Reproduce the listing lines starting at the line containing "surface in the photo above." and ending at the line containing "(671, 1047)", substituting "One per occurrence" for every "One per instance" and changing nothing else. Leave the pictures out.

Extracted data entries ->
--- START ---

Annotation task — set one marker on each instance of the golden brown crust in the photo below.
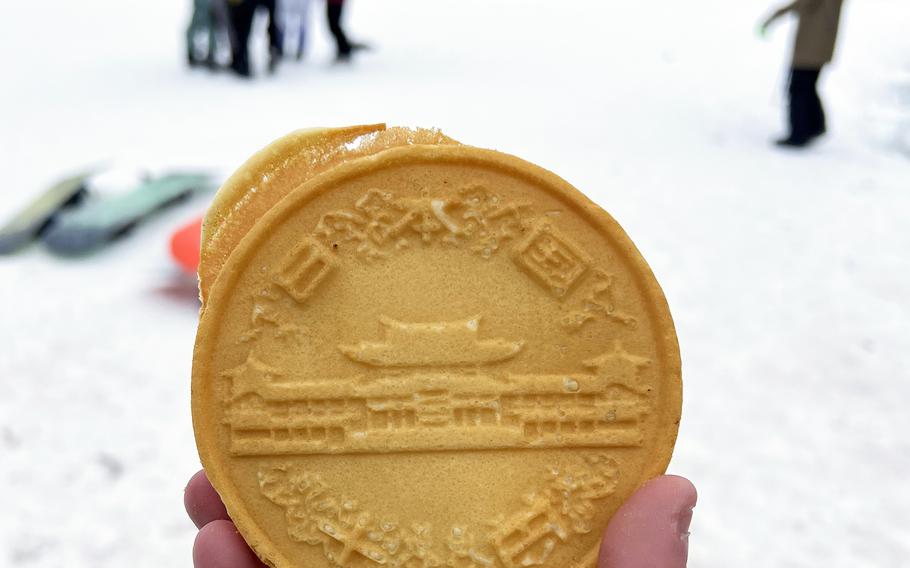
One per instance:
(215, 325)
(273, 172)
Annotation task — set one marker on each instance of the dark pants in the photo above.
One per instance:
(334, 10)
(807, 117)
(242, 21)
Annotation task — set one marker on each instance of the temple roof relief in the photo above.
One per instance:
(451, 343)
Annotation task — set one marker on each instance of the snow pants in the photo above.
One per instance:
(334, 11)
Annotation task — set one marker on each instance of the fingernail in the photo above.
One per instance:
(685, 519)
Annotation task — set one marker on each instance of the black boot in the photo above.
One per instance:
(807, 119)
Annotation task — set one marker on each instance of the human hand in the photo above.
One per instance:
(650, 529)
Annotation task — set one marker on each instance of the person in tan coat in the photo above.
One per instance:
(813, 48)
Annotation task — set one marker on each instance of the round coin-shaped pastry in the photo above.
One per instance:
(426, 354)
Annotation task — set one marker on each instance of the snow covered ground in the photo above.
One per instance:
(788, 274)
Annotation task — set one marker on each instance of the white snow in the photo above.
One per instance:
(788, 274)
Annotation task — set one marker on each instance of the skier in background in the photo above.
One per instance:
(209, 18)
(334, 9)
(814, 47)
(241, 16)
(293, 17)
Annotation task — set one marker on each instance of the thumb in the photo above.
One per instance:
(651, 529)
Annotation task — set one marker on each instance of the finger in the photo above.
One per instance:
(219, 545)
(202, 501)
(652, 527)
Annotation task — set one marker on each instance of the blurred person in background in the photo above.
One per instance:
(334, 10)
(292, 14)
(210, 19)
(813, 48)
(242, 13)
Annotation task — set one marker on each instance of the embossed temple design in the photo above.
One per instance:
(427, 391)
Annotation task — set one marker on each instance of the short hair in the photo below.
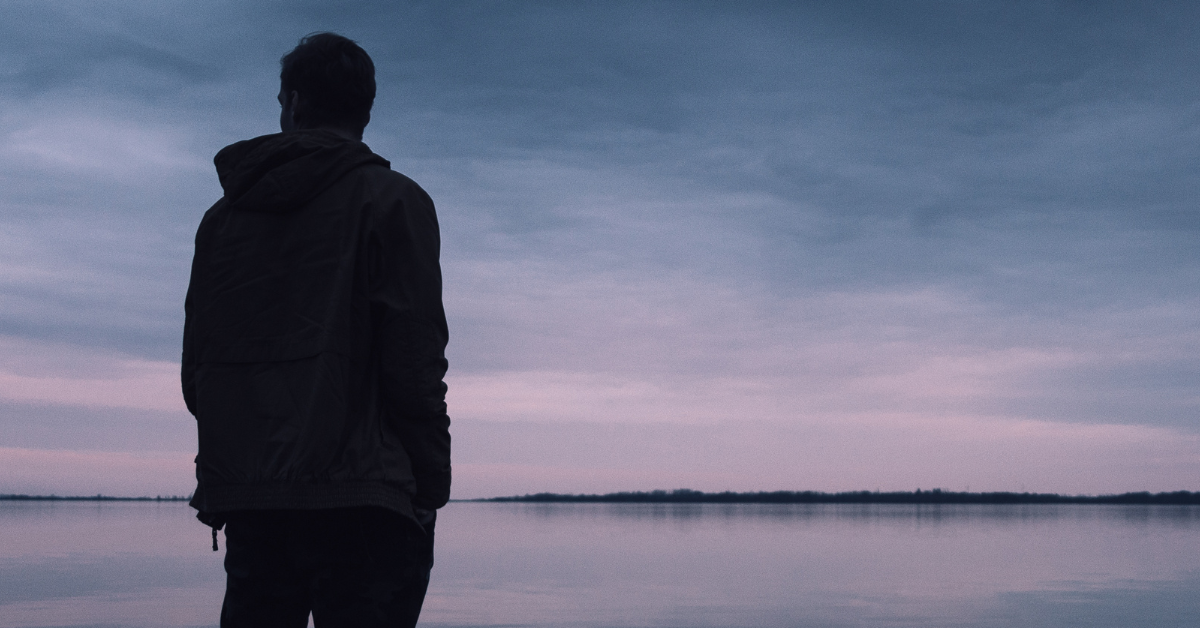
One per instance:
(335, 76)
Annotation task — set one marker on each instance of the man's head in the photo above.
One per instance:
(328, 81)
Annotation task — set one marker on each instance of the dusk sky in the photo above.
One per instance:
(712, 245)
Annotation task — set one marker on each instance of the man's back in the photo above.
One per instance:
(313, 362)
(315, 336)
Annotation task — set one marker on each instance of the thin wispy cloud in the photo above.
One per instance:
(683, 244)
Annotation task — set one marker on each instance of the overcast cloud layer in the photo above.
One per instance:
(741, 245)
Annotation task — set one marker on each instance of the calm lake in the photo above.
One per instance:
(148, 564)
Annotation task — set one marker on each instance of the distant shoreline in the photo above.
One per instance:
(935, 496)
(90, 498)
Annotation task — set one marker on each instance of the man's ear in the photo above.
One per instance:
(299, 108)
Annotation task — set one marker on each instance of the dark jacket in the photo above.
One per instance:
(313, 347)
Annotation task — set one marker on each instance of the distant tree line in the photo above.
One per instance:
(918, 496)
(96, 497)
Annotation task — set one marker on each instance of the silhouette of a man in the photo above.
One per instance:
(313, 362)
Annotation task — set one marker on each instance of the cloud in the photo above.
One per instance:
(660, 213)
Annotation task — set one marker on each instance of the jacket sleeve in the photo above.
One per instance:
(187, 363)
(411, 333)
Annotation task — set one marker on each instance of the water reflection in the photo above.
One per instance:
(979, 566)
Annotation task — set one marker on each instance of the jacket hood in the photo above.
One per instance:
(281, 172)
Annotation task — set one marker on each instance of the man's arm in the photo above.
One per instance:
(187, 363)
(406, 286)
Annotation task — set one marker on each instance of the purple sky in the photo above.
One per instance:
(709, 245)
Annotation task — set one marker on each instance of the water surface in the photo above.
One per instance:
(147, 564)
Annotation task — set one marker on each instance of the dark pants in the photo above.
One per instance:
(354, 567)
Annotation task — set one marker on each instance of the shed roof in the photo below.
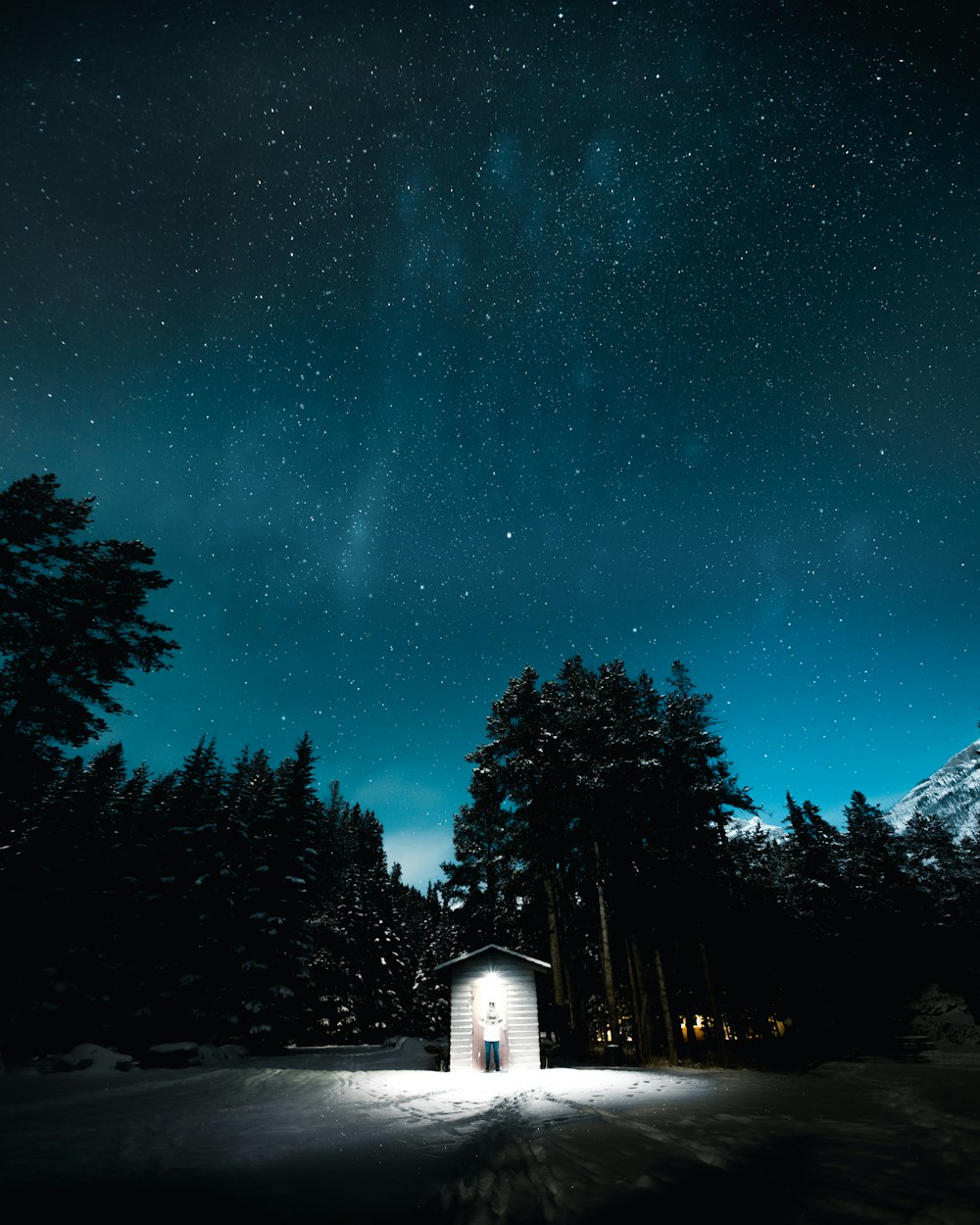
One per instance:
(539, 966)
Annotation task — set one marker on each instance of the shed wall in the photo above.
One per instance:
(520, 1045)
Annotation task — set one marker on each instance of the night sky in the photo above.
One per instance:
(427, 341)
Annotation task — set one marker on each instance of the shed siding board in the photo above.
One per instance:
(520, 1048)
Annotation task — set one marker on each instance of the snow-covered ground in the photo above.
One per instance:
(375, 1135)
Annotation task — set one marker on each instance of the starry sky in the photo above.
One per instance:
(429, 341)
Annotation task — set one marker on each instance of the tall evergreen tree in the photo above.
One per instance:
(72, 623)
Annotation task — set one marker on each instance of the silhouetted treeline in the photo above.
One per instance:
(233, 902)
(215, 903)
(601, 838)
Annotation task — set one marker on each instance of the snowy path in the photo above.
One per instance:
(352, 1136)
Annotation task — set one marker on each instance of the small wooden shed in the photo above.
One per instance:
(508, 979)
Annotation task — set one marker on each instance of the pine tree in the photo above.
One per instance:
(279, 885)
(72, 622)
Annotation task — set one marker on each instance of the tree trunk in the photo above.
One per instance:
(642, 1029)
(607, 956)
(718, 1020)
(554, 942)
(671, 1047)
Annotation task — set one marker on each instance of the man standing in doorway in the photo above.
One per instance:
(493, 1024)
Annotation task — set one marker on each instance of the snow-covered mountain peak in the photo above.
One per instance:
(952, 794)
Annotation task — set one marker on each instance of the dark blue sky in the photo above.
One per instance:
(424, 342)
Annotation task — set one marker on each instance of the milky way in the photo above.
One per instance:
(424, 342)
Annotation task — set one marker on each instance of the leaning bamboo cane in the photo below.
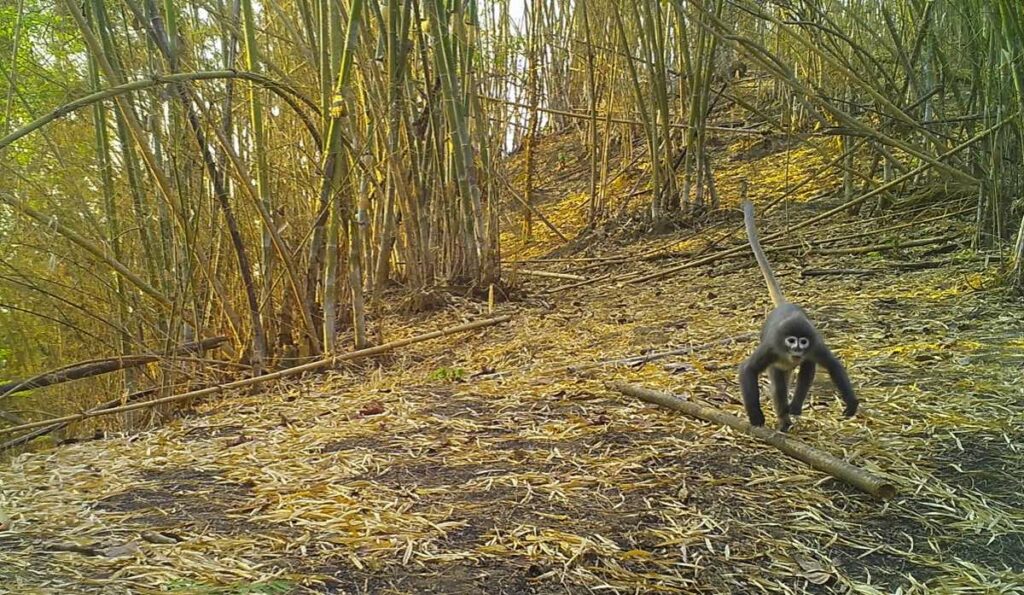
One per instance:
(326, 363)
(820, 460)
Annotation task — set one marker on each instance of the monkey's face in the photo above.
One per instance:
(796, 347)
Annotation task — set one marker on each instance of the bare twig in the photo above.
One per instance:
(220, 388)
(820, 460)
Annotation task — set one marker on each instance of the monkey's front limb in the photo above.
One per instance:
(841, 380)
(749, 373)
(804, 379)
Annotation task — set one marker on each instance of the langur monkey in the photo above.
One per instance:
(788, 340)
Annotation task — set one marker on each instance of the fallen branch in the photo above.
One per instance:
(28, 437)
(820, 460)
(900, 265)
(840, 271)
(100, 367)
(579, 284)
(320, 364)
(564, 275)
(825, 215)
(645, 357)
(887, 246)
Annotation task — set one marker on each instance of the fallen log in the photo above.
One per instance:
(317, 365)
(860, 478)
(29, 436)
(645, 357)
(100, 367)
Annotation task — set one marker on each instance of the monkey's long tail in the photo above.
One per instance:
(752, 235)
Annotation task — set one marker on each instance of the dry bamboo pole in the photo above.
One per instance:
(99, 367)
(859, 478)
(825, 215)
(220, 388)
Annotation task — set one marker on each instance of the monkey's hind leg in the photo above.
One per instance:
(780, 395)
(804, 379)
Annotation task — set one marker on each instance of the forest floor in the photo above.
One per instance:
(482, 463)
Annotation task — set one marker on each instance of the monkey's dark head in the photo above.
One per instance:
(796, 347)
(793, 336)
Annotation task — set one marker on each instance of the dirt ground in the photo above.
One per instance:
(481, 463)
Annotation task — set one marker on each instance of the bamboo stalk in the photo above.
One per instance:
(859, 478)
(220, 388)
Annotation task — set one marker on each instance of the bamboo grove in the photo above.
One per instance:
(269, 170)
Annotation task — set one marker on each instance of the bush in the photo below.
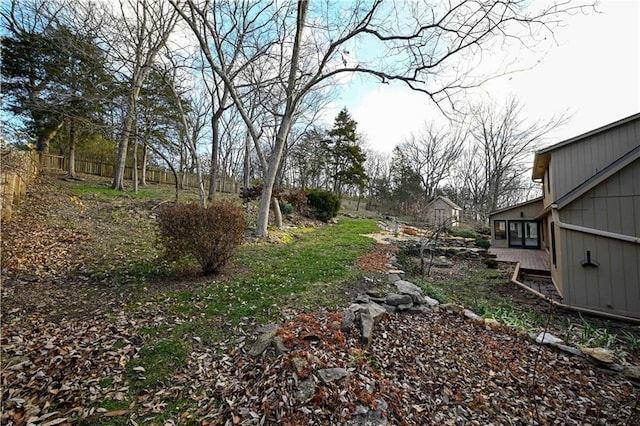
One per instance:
(298, 199)
(210, 234)
(251, 193)
(286, 208)
(483, 243)
(325, 204)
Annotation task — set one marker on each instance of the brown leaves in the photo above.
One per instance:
(428, 369)
(54, 371)
(377, 260)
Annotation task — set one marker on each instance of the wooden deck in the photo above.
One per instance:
(530, 260)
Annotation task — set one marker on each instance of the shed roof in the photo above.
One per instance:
(542, 156)
(526, 203)
(599, 177)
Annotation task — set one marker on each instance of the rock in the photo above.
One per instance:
(490, 323)
(369, 316)
(602, 355)
(441, 262)
(419, 309)
(302, 366)
(364, 416)
(568, 349)
(278, 342)
(453, 308)
(378, 293)
(472, 315)
(363, 298)
(264, 340)
(405, 287)
(394, 299)
(305, 391)
(547, 339)
(430, 301)
(390, 309)
(327, 375)
(632, 372)
(348, 320)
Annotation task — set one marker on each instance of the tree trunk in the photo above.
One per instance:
(72, 149)
(143, 165)
(276, 212)
(134, 172)
(45, 135)
(247, 160)
(283, 129)
(121, 159)
(215, 148)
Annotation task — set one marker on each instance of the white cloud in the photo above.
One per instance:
(593, 73)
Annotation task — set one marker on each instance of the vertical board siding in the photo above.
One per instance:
(612, 286)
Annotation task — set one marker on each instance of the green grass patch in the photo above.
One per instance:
(304, 272)
(159, 359)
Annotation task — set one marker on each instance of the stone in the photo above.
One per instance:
(264, 340)
(364, 416)
(406, 287)
(431, 301)
(569, 349)
(441, 262)
(472, 315)
(370, 315)
(453, 308)
(363, 298)
(300, 366)
(602, 355)
(632, 372)
(395, 299)
(490, 323)
(348, 320)
(278, 343)
(419, 309)
(378, 293)
(390, 309)
(547, 339)
(305, 391)
(328, 375)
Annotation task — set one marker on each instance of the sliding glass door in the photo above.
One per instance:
(524, 234)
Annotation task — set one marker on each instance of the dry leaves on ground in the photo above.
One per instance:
(426, 369)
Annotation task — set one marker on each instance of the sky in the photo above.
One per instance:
(591, 72)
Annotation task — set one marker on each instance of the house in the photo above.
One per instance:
(441, 211)
(517, 226)
(588, 219)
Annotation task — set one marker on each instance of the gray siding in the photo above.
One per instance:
(613, 286)
(575, 163)
(612, 206)
(530, 211)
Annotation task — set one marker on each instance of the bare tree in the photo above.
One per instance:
(145, 26)
(496, 162)
(419, 45)
(432, 154)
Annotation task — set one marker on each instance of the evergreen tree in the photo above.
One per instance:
(345, 158)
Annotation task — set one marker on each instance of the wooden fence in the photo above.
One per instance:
(153, 174)
(18, 170)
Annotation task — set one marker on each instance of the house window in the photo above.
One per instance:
(547, 181)
(499, 230)
(553, 244)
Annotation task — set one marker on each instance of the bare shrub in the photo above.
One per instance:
(210, 234)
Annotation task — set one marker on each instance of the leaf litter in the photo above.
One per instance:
(68, 354)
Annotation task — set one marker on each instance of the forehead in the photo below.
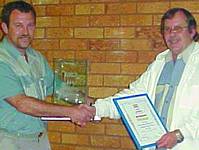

--- END ---

RESULT ->
Annotation task — set one marker on each instance of the water surface in the photo above.
One per occurrence:
(147, 564)
Annotation task — set one marker on each instance of the dark pants in the photo above.
One per occurrence:
(354, 567)
Annotation task — set one marker on each instance of the shed roof in the photo below.
One per occurrence:
(539, 966)
Annotation task — set one marker on each instance of the shed wall in the photo above.
One per occurrence:
(520, 1045)
Annotation task — set one marker on each instance of the night sky in the photo above.
One per occurrence:
(427, 341)
Annotation task — set one marker on each instance of the shed siding board in the photo above.
One per occurrence:
(520, 1048)
Annotation task — set one marker on each instance of the snow-covered ground in the photo above.
One per occurrence:
(375, 1135)
Annotation task — set one marker on each instance of the starry sky in the photo above.
One per occurrence:
(429, 341)
Annotation task — set one marker on each instance of the tall evergreen tree in the photo above.
One per occurrence:
(72, 623)
Annotation task — set one marker on each instance of the silhouetted treeline in the photo above.
One per occurrence:
(233, 902)
(215, 903)
(601, 838)
Annotation task — set one marker on each instance of the snowy path in the photo above.
One per occurrence:
(352, 1136)
Annotation task — set one marker on each instance of the small wooden shed in the photo above.
One per occurrence:
(508, 979)
Annotation task — set one marker on each instance of the pine tree in the photo above.
One per occurrence:
(279, 885)
(72, 622)
Annotation task — set one marker on each instance of the tree trunk in the photo above.
One per occurrence:
(642, 1029)
(607, 956)
(718, 1020)
(554, 942)
(671, 1047)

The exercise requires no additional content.